# TEXT
_____
Don't let Time Warner and Jim Dolan and Fran Healy bring you down on your first day of spring-training watching. You did something Harvey Haddix couldn't do in 1967: You made Al Schmelz into something resembling a Major League pitcher.

I hope Leiter, Delgado and the agent who came in through the bathroom window are very happy together at Pro Pimp True Playa Dolphins Stadium Park, the only place where they leave gigantic sacks of fertilizer in the dugouts, which themselves appear to be tiled like men's rooms. The whole lot of them deserve each other. They talk more than Omar, which we didn't think was possible five months ago.

Hey, we won another pretend game. We're still oh and oh. But with Carlos Beltran providing Leadership in the form of a home run and Willie Randolph having his eyes opened by Heath Roller Bell (then Fran corrected himself: “Willie always has his eyes open”), it's better than being labeled $100 MILLION BUSTS on an inside page of the News tomorrow. Not the back page. That's for GIAMBI USES Q-TIP or something similarly Newsworthy.

Howie Rose says the Mets were “phenomenal” in the bullpen Saturday. Maybe, but bullpens are tricky to gauge anytime. We're all gonna be down on Bell or Fortunato or whichever sap is lucky enough to earn sixth- and seventh-inning duty as soon as he coughs up a tie. There is nothing more thankless is this man's game than middle relief. Nobody's very good at it for very long. If you are, you become a setup man or a closer and you're replaced by lesser pitchers. Even the relatively effective ones, like Turk back in the day, get used to death and are bound to have a bad outing at the wrong time.

Y'know what's phenomenal? That the 1986 Mets carried nine pitchers through the post-season on a 24-man roster (remember those?) and two of them, Sisk and Niemann, only made token appearances, thank goodness. This was with three extra-inning games all won by the good guys. Last I read, Willie was going to take 11 pitchers north. That sounds light by today's standards but it would be refreshing.
_____
Copy the Mets post above between "I hope Leiter, Delgado" and "five months ago.", inclusive, substituting "manure" for "fertilizer".

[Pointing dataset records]
_____
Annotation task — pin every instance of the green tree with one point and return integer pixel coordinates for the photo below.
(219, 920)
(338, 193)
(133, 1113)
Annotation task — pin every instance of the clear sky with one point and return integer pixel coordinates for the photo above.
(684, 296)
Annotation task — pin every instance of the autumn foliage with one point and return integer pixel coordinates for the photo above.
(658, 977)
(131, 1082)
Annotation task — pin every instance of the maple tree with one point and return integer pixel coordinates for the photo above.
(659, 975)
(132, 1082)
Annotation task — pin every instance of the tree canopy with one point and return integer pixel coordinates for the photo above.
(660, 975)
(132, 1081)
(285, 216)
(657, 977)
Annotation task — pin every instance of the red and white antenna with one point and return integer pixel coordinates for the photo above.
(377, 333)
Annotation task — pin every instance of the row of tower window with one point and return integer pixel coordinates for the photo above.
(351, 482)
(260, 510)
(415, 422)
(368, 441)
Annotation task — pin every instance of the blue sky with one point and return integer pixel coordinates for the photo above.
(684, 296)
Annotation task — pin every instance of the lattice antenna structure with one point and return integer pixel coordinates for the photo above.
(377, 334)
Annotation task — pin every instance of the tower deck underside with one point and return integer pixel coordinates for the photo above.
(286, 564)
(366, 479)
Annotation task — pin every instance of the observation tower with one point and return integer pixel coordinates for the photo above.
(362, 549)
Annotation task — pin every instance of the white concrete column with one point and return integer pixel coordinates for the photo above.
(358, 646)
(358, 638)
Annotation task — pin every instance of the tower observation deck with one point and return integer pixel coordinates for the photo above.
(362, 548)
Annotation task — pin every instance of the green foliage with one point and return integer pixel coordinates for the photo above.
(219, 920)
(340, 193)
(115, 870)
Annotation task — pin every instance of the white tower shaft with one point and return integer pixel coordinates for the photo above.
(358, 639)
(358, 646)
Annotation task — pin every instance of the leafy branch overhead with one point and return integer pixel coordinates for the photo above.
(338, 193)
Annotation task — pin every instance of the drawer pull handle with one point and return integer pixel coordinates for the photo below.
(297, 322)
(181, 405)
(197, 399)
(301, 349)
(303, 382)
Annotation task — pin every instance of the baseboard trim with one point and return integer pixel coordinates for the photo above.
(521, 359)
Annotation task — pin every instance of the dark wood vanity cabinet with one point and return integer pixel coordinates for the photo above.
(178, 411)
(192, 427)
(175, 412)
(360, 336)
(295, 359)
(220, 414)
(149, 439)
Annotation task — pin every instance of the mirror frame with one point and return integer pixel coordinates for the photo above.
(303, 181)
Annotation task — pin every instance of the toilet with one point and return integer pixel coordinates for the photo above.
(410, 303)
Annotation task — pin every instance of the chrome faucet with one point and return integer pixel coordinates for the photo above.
_____
# COMPLETE OUTPUT
I hope Leiter, Delgado and the agent who came in through the bathroom window are very happy together at Pro Pimp True Playa Dolphins Stadium Park, the only place where they leave gigantic sacks of manure in the dugouts, which themselves appear to be tiled like men's rooms. The whole lot of them deserve each other. They talk more than Omar, which we didn't think was possible five months ago.